• _REQUIRED WORK_
1. In the Rails Ajax exercise, which option on has_many does the suggested setup say helps preserve referential integrity for required foreign keys?
2. Return every line of the entries that contains the word "light". Case counts.

• _EXTRACTED TEXT_
Let's practice our Rails Ajax skills in a simple, isolated setting: let's generate 4 scaffolds and ajaxify them.

The starting point of this project is a vanilla app in which I generated our familiar movies, directors, actors, and characters as scaffolds; added sample data; and that's about it.

Your job is to take these raw scaffolds and practice Ajax on them. Here's a target to give you something to shoot for, but you can make the UI whatever you like. <table>s can be awkward to work with, so you might want to replace the scaffold-generated markup with something like (perhaps a Bootstrap card per record, for example).

Ask lots of questions about Ajax; this is the last major required skill you need to be solid on before you can 1) start taking on professional Rails projects, or 2) decide to delve into a new role: native app development.

Scaffolds

These are the commands that I ran so far:

rails generate scaffold director name bio:text dob:date image
rails generate scaffold movie title description:text duration:integer image year:integer director:references
rails generate scaffold actor name bio:text dob:date image
rails generate character name movie:references actor:references

Look at the previous commits in the repo for more details.

Suggested setup

  • Add any remaining direct association has_many/belongs_to that weren't automatically added by the scaffold generators. dependent: :destroy on has_many will be useful to preserve referential integrity for required foreign keys.

• _EXCERPTED RECORDS_
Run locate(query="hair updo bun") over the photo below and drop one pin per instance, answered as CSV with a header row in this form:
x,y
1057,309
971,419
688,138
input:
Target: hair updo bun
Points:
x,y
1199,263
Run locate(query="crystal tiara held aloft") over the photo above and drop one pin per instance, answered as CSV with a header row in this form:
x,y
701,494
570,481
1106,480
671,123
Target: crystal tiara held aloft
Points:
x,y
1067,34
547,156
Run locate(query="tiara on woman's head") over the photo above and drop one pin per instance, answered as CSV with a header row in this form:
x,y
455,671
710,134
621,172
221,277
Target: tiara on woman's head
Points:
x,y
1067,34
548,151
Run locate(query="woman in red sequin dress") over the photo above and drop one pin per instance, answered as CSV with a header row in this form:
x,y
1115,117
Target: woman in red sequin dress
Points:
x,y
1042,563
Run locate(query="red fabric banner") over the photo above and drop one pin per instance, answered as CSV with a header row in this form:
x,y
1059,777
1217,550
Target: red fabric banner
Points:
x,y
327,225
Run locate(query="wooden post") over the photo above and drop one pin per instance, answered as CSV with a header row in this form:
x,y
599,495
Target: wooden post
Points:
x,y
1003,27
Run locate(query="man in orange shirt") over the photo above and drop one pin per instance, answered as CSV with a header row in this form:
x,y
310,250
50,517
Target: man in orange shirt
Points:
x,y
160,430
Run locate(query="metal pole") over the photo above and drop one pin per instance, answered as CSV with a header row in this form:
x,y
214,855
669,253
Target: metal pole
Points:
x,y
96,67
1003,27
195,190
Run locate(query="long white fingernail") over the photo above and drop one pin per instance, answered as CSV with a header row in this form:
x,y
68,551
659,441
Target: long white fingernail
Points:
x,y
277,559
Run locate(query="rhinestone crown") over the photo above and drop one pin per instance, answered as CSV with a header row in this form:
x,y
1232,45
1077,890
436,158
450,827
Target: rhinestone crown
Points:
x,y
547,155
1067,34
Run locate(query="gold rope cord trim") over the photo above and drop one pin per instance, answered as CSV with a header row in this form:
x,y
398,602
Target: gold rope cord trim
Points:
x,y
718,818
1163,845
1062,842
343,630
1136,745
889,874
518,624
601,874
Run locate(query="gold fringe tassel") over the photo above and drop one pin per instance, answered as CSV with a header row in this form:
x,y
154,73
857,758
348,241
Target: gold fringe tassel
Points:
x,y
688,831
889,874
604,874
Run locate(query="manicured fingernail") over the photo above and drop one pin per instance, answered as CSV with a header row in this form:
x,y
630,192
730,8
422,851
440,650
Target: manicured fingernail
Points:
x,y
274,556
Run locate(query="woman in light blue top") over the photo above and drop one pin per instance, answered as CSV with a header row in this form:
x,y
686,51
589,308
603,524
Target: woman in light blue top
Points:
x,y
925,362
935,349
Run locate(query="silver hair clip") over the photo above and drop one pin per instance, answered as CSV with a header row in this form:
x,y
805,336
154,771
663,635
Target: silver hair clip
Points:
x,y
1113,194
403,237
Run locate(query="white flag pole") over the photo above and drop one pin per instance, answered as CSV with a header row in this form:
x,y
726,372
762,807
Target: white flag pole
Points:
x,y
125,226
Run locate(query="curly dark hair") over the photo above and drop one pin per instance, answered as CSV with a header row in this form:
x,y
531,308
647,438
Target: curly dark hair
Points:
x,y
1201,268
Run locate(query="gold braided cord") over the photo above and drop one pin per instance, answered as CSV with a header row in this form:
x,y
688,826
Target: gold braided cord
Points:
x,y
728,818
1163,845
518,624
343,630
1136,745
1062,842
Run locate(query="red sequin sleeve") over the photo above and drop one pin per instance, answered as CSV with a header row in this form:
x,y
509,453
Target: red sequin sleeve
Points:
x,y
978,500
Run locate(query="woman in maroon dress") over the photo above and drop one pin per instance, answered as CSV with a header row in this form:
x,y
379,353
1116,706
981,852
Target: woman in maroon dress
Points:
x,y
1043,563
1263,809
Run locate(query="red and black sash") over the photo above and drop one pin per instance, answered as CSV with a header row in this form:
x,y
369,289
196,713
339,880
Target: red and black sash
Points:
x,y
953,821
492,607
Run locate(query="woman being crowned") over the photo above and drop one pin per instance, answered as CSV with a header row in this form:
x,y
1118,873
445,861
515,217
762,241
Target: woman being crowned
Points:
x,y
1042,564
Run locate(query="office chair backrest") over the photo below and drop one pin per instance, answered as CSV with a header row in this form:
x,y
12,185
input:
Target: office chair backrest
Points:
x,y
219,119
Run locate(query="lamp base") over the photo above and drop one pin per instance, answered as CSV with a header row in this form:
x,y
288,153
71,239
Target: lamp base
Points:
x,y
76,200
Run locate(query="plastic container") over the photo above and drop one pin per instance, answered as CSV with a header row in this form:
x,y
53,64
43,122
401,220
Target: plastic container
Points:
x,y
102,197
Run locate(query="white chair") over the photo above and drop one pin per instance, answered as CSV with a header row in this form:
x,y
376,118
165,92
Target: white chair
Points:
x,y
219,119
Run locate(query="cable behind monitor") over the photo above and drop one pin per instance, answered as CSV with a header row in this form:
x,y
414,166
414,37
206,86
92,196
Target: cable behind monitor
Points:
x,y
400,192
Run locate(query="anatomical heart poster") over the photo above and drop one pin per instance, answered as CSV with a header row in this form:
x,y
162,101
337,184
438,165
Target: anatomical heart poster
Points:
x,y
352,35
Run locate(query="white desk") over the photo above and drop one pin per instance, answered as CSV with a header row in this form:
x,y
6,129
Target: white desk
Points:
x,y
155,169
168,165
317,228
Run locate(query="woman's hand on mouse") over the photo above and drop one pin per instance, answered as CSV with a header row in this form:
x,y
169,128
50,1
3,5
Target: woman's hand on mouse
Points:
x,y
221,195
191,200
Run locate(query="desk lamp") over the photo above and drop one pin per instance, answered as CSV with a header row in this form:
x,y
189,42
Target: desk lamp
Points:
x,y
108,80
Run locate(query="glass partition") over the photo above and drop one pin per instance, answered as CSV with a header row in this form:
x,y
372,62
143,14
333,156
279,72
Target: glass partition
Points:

• _OUTPUTS_
1. dependent: :destroy

2.
Run locate(query="woman in light blue top") over the photo above and drop one pin per instance, answered as CSV with a header row in this form:
Target: woman in light blue top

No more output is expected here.